*** Opening GIVEN RECORDS ***

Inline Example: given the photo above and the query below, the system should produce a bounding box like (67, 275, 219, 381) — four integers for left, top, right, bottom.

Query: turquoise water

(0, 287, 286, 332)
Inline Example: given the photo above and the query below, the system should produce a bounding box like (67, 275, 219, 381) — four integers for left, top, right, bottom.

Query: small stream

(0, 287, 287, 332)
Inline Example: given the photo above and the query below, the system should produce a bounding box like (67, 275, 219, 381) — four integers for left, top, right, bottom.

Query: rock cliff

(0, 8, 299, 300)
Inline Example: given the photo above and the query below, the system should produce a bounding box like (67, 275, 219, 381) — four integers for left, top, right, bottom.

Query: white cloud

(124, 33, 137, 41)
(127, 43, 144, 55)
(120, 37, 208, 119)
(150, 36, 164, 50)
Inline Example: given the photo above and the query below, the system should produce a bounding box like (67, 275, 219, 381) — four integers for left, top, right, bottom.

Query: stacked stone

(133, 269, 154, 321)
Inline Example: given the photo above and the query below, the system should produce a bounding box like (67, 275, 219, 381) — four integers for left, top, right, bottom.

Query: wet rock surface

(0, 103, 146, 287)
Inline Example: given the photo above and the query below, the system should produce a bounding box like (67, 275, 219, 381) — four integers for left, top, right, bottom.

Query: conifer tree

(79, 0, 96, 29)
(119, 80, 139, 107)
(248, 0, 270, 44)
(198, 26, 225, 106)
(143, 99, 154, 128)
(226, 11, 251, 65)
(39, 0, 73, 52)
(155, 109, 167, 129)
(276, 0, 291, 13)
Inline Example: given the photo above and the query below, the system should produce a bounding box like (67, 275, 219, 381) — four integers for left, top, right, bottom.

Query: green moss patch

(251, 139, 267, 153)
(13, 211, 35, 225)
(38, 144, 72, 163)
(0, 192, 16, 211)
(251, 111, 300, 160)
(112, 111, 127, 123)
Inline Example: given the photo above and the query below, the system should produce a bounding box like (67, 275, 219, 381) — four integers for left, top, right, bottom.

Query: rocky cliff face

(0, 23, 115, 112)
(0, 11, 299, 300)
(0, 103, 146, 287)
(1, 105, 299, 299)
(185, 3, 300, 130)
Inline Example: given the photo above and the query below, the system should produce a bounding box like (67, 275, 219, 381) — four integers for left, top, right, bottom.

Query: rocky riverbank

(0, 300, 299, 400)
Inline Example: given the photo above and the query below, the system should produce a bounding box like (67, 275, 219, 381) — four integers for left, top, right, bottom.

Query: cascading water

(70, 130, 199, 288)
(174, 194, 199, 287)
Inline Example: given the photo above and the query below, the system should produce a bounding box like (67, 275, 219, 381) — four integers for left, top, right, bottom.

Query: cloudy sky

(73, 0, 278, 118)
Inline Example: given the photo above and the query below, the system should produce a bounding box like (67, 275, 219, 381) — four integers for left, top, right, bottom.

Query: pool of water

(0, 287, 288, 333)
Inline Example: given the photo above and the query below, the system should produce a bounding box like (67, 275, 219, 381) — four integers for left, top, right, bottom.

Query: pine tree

*** Closing GIVEN RECORDS ***

ABOUT THIS TASK :: Make a faithful copy of every record above.

TASK OUTPUT ::
Inline Example: given the photo above and the query below, the system should produce a bounding box like (67, 275, 219, 381) — four integers for left, top, right, bottom.

Query: turquoise water

(0, 287, 286, 332)
Inline Example: given the photo above and the query below, the system should produce a bounding box like (67, 275, 219, 381) — four integers for left, top, right, bottom.

Query: small stream

(0, 287, 287, 332)
Inline Example: given the photo above and the query below, the system should produce a bounding box like (67, 275, 219, 381) — four integers for left, top, right, bottom.

Query: rock cliff

(0, 8, 299, 300)
Inline Example: given the photo above and the query below, the system should produce a bounding box like (67, 275, 219, 381) — four integers for left, top, right, bottom.

Query: white cloud

(124, 33, 137, 41)
(127, 43, 144, 55)
(120, 37, 208, 119)
(150, 36, 164, 50)
Inline Example: given the photo above and the query below, the system should produce a bounding box like (67, 275, 219, 381) — four integers for left, top, right, bottom.

Query: stacked stone

(133, 269, 154, 321)
Inline Example: given the photo above and the query below, the system should produce a bounding box like (67, 275, 219, 381) — four integers for left, top, right, bottom.

Query: wet rock surface

(0, 103, 146, 287)
Inline Example: given the photo above and the query below, the system should produce a bounding box like (67, 275, 219, 381) — four integers for left, top, right, bottom.

Query: conifer tree

(79, 0, 96, 29)
(119, 80, 139, 107)
(248, 0, 270, 44)
(198, 26, 225, 106)
(143, 99, 154, 128)
(226, 11, 251, 65)
(39, 0, 73, 52)
(155, 109, 167, 129)
(276, 0, 291, 13)
Inline Example: given the photo above and the query below, the system should produce a bounding box like (67, 275, 219, 381) — four integers for left, top, right, bottom.

Query: green moss patch

(251, 139, 267, 153)
(13, 211, 35, 225)
(38, 144, 72, 163)
(0, 192, 16, 211)
(251, 111, 300, 160)
(112, 111, 127, 123)
Inline Example: given the photo above and the query below, the system should produce a bounding box like (67, 275, 219, 381) — four integers for left, top, right, bottom.

Query: rocky cliff face

(0, 23, 115, 112)
(0, 11, 299, 300)
(0, 103, 146, 287)
(1, 105, 299, 299)
(185, 3, 300, 130)
Inline Example: given the photo above and the query below, the system should produce a bounding box like (67, 275, 219, 381) — four integers for left, top, right, bottom.

Query: rocky riverbank

(0, 300, 299, 400)
Inline Example: given the photo above and the query below, the system should produce a bounding box like (67, 275, 219, 381) — four integers for left, top, right, bottom.

Query: cascading water

(70, 130, 199, 288)
(174, 194, 199, 287)
Inline Example: given the photo above and the query below, the system should produce a bounding box like (67, 275, 219, 381) — four integers for left, top, right, bottom.

Query: cloudy sky

(73, 0, 278, 118)
Inline Example: given the photo above and the query below, the system should produce a bounding box like (67, 275, 219, 381) — four integers for left, top, right, bottom.

Query: pool of water

(0, 287, 288, 333)
Inline Example: given the photo above and the query below, the system should produce a bounding box like (67, 275, 219, 381) — four integers for left, top, right, bottom.

Query: pine tree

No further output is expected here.